Items listed in a dataset:
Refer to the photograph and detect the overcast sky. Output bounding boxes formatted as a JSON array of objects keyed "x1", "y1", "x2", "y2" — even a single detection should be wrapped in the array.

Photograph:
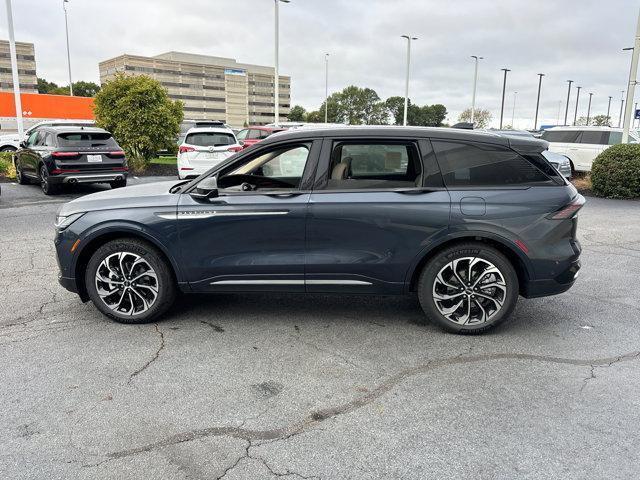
[{"x1": 3, "y1": 0, "x2": 640, "y2": 127}]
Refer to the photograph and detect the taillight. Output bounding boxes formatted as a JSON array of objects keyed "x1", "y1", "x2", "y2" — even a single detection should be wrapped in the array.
[
  {"x1": 112, "y1": 167, "x2": 129, "y2": 171},
  {"x1": 52, "y1": 151, "x2": 79, "y2": 157},
  {"x1": 179, "y1": 145, "x2": 195, "y2": 154},
  {"x1": 227, "y1": 146, "x2": 243, "y2": 153},
  {"x1": 547, "y1": 196, "x2": 585, "y2": 220},
  {"x1": 109, "y1": 150, "x2": 126, "y2": 157}
]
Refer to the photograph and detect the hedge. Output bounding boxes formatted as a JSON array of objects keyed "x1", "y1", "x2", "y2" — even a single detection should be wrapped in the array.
[
  {"x1": 0, "y1": 152, "x2": 16, "y2": 179},
  {"x1": 591, "y1": 143, "x2": 640, "y2": 199}
]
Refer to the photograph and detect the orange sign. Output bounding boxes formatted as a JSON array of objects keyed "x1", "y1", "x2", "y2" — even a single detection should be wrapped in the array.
[{"x1": 0, "y1": 91, "x2": 95, "y2": 119}]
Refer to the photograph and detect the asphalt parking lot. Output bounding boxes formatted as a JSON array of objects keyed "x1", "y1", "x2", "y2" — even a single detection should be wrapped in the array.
[{"x1": 1, "y1": 179, "x2": 639, "y2": 479}]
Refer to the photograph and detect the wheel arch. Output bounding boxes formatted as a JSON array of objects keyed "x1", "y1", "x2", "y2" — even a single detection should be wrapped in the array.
[
  {"x1": 406, "y1": 233, "x2": 533, "y2": 296},
  {"x1": 73, "y1": 228, "x2": 183, "y2": 302}
]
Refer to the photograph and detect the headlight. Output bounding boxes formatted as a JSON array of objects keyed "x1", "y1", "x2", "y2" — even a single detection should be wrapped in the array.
[{"x1": 55, "y1": 212, "x2": 85, "y2": 230}]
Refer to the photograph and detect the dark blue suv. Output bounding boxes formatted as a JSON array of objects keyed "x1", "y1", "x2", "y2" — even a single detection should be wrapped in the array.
[{"x1": 55, "y1": 127, "x2": 583, "y2": 333}]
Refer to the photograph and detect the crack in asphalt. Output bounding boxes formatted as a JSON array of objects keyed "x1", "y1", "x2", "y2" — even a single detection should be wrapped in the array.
[
  {"x1": 127, "y1": 324, "x2": 165, "y2": 384},
  {"x1": 106, "y1": 349, "x2": 640, "y2": 461}
]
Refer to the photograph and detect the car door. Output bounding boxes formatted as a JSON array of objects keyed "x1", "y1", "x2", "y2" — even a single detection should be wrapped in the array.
[
  {"x1": 19, "y1": 130, "x2": 42, "y2": 177},
  {"x1": 177, "y1": 138, "x2": 321, "y2": 292},
  {"x1": 306, "y1": 137, "x2": 451, "y2": 294}
]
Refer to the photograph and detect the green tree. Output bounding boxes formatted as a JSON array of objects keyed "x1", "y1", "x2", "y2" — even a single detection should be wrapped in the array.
[
  {"x1": 385, "y1": 97, "x2": 447, "y2": 126},
  {"x1": 37, "y1": 78, "x2": 101, "y2": 97},
  {"x1": 458, "y1": 108, "x2": 492, "y2": 128},
  {"x1": 37, "y1": 77, "x2": 58, "y2": 94},
  {"x1": 306, "y1": 110, "x2": 323, "y2": 123},
  {"x1": 287, "y1": 105, "x2": 307, "y2": 122},
  {"x1": 94, "y1": 73, "x2": 183, "y2": 170},
  {"x1": 591, "y1": 115, "x2": 611, "y2": 126},
  {"x1": 385, "y1": 96, "x2": 407, "y2": 125}
]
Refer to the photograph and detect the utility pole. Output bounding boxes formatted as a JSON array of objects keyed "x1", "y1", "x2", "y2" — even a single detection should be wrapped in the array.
[
  {"x1": 573, "y1": 86, "x2": 582, "y2": 125},
  {"x1": 534, "y1": 73, "x2": 545, "y2": 130},
  {"x1": 623, "y1": 13, "x2": 640, "y2": 144},
  {"x1": 470, "y1": 55, "x2": 482, "y2": 125},
  {"x1": 324, "y1": 53, "x2": 329, "y2": 123},
  {"x1": 499, "y1": 68, "x2": 510, "y2": 129},
  {"x1": 619, "y1": 90, "x2": 625, "y2": 127},
  {"x1": 63, "y1": 0, "x2": 73, "y2": 96},
  {"x1": 273, "y1": 0, "x2": 290, "y2": 126},
  {"x1": 4, "y1": 0, "x2": 23, "y2": 137},
  {"x1": 564, "y1": 80, "x2": 573, "y2": 125},
  {"x1": 401, "y1": 35, "x2": 417, "y2": 126},
  {"x1": 607, "y1": 95, "x2": 612, "y2": 124},
  {"x1": 586, "y1": 93, "x2": 593, "y2": 125},
  {"x1": 511, "y1": 91, "x2": 517, "y2": 127}
]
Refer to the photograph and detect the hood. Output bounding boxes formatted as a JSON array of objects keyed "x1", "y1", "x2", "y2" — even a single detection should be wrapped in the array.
[{"x1": 59, "y1": 180, "x2": 181, "y2": 216}]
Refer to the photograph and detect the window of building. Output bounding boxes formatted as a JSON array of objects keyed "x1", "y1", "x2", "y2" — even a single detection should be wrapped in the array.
[{"x1": 432, "y1": 140, "x2": 553, "y2": 187}]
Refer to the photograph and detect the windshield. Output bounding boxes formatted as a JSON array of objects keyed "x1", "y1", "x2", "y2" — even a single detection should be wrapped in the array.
[{"x1": 185, "y1": 132, "x2": 235, "y2": 147}]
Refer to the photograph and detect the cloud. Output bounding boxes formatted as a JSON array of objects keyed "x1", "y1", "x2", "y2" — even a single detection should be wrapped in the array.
[{"x1": 2, "y1": 0, "x2": 638, "y2": 127}]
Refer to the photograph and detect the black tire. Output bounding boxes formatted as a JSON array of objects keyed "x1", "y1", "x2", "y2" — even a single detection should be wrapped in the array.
[
  {"x1": 14, "y1": 158, "x2": 30, "y2": 185},
  {"x1": 39, "y1": 165, "x2": 59, "y2": 195},
  {"x1": 417, "y1": 242, "x2": 519, "y2": 334},
  {"x1": 110, "y1": 178, "x2": 127, "y2": 189},
  {"x1": 0, "y1": 145, "x2": 17, "y2": 152},
  {"x1": 85, "y1": 238, "x2": 176, "y2": 324}
]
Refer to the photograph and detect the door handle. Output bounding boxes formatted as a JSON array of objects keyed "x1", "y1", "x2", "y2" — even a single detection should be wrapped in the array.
[
  {"x1": 393, "y1": 188, "x2": 436, "y2": 194},
  {"x1": 265, "y1": 192, "x2": 304, "y2": 198}
]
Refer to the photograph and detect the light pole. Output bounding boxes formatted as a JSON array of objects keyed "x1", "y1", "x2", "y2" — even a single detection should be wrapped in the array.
[
  {"x1": 586, "y1": 93, "x2": 593, "y2": 125},
  {"x1": 273, "y1": 0, "x2": 289, "y2": 126},
  {"x1": 564, "y1": 80, "x2": 573, "y2": 125},
  {"x1": 4, "y1": 0, "x2": 23, "y2": 137},
  {"x1": 470, "y1": 55, "x2": 483, "y2": 125},
  {"x1": 324, "y1": 53, "x2": 329, "y2": 123},
  {"x1": 635, "y1": 102, "x2": 639, "y2": 128},
  {"x1": 534, "y1": 73, "x2": 544, "y2": 130},
  {"x1": 619, "y1": 90, "x2": 625, "y2": 128},
  {"x1": 499, "y1": 68, "x2": 510, "y2": 129},
  {"x1": 573, "y1": 86, "x2": 582, "y2": 125},
  {"x1": 63, "y1": 0, "x2": 73, "y2": 96},
  {"x1": 623, "y1": 12, "x2": 640, "y2": 143},
  {"x1": 557, "y1": 100, "x2": 562, "y2": 125},
  {"x1": 511, "y1": 91, "x2": 517, "y2": 127},
  {"x1": 401, "y1": 35, "x2": 417, "y2": 126},
  {"x1": 607, "y1": 95, "x2": 612, "y2": 124}
]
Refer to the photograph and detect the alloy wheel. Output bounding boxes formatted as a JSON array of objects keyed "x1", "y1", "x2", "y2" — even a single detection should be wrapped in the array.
[
  {"x1": 432, "y1": 257, "x2": 507, "y2": 326},
  {"x1": 94, "y1": 252, "x2": 159, "y2": 315},
  {"x1": 40, "y1": 166, "x2": 49, "y2": 192}
]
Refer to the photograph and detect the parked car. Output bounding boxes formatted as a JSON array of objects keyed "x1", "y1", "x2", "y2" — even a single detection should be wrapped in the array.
[
  {"x1": 177, "y1": 126, "x2": 243, "y2": 179},
  {"x1": 0, "y1": 119, "x2": 95, "y2": 152},
  {"x1": 14, "y1": 126, "x2": 127, "y2": 195},
  {"x1": 541, "y1": 126, "x2": 640, "y2": 172},
  {"x1": 542, "y1": 150, "x2": 572, "y2": 178},
  {"x1": 55, "y1": 126, "x2": 583, "y2": 334},
  {"x1": 236, "y1": 126, "x2": 286, "y2": 149}
]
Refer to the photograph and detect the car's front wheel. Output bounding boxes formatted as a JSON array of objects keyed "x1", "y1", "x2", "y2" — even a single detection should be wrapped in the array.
[
  {"x1": 15, "y1": 158, "x2": 29, "y2": 185},
  {"x1": 417, "y1": 242, "x2": 519, "y2": 334},
  {"x1": 85, "y1": 238, "x2": 176, "y2": 324}
]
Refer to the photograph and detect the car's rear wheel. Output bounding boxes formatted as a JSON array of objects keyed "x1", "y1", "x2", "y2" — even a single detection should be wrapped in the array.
[
  {"x1": 85, "y1": 238, "x2": 176, "y2": 324},
  {"x1": 110, "y1": 178, "x2": 127, "y2": 189},
  {"x1": 40, "y1": 165, "x2": 59, "y2": 195},
  {"x1": 15, "y1": 159, "x2": 30, "y2": 185},
  {"x1": 0, "y1": 146, "x2": 16, "y2": 152},
  {"x1": 417, "y1": 242, "x2": 519, "y2": 334}
]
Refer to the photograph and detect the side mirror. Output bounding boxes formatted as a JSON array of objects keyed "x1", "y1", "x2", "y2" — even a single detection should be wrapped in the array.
[
  {"x1": 19, "y1": 140, "x2": 27, "y2": 148},
  {"x1": 190, "y1": 176, "x2": 219, "y2": 200}
]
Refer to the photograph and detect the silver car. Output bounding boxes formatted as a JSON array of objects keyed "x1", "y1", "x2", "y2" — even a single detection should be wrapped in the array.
[{"x1": 542, "y1": 150, "x2": 572, "y2": 178}]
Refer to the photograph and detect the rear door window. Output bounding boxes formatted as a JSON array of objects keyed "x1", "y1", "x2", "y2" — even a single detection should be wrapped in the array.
[
  {"x1": 57, "y1": 132, "x2": 118, "y2": 148},
  {"x1": 541, "y1": 130, "x2": 580, "y2": 143},
  {"x1": 185, "y1": 132, "x2": 236, "y2": 147},
  {"x1": 578, "y1": 131, "x2": 609, "y2": 145},
  {"x1": 432, "y1": 140, "x2": 553, "y2": 187}
]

* **EXERCISE REQUIREMENTS**
Only the lines from the one containing "Refer to the photograph and detect the rear" through the final line of the records above should be printed, exactly as they stand.

* **YOUR SOLUTION**
Refer to the photograph and detect the rear door window. Output bounding boxes formatted as a JSON array of objects keyed "x1", "y1", "x2", "y2" — even a single detection should be wrapped in the array.
[
  {"x1": 57, "y1": 132, "x2": 118, "y2": 148},
  {"x1": 541, "y1": 130, "x2": 580, "y2": 143},
  {"x1": 185, "y1": 132, "x2": 236, "y2": 147},
  {"x1": 578, "y1": 131, "x2": 609, "y2": 145},
  {"x1": 432, "y1": 140, "x2": 553, "y2": 187}
]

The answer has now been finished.